▶ What to do
Copy the listing word for word, beginning at the line that contains "Query: z logo graphic" and continuing through the final line of the listing.

▼

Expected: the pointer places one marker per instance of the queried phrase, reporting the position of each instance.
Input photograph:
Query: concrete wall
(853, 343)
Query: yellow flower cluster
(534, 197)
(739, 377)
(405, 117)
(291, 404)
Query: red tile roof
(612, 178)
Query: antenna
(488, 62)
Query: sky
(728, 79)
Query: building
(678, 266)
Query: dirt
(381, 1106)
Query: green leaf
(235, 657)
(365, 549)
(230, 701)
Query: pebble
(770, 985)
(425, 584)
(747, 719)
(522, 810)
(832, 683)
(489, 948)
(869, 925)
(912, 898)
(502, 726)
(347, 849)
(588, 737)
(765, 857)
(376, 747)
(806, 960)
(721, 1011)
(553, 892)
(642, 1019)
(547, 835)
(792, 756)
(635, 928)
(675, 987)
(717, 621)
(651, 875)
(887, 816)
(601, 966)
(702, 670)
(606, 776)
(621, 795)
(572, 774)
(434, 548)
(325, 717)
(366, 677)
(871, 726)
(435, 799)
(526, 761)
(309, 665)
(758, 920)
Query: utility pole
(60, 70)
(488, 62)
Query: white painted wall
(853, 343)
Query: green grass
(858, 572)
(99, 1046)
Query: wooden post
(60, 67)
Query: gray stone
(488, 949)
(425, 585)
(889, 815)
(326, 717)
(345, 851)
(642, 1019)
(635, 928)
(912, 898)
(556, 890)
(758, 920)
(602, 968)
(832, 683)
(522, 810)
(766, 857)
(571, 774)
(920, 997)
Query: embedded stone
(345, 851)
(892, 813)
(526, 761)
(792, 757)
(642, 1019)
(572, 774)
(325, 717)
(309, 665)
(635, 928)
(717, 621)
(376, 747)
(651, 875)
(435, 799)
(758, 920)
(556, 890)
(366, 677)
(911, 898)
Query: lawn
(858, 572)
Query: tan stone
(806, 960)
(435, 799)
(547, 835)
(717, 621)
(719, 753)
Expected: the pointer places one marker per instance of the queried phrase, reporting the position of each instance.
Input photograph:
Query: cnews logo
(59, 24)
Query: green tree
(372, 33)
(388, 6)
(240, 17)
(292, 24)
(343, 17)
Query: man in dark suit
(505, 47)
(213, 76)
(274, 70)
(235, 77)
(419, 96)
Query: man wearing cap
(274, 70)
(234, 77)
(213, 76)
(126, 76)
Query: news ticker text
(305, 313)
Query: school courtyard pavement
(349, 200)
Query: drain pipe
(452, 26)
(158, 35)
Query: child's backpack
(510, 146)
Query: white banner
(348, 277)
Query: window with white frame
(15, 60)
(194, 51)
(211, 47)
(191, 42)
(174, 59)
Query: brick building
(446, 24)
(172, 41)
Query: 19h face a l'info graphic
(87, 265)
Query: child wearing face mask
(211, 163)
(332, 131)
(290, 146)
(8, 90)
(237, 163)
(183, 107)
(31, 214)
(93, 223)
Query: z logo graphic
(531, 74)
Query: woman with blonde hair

▲

▶ Answer to the exercise
Query: z logo graphic
(531, 74)
Query: woman with blonde hair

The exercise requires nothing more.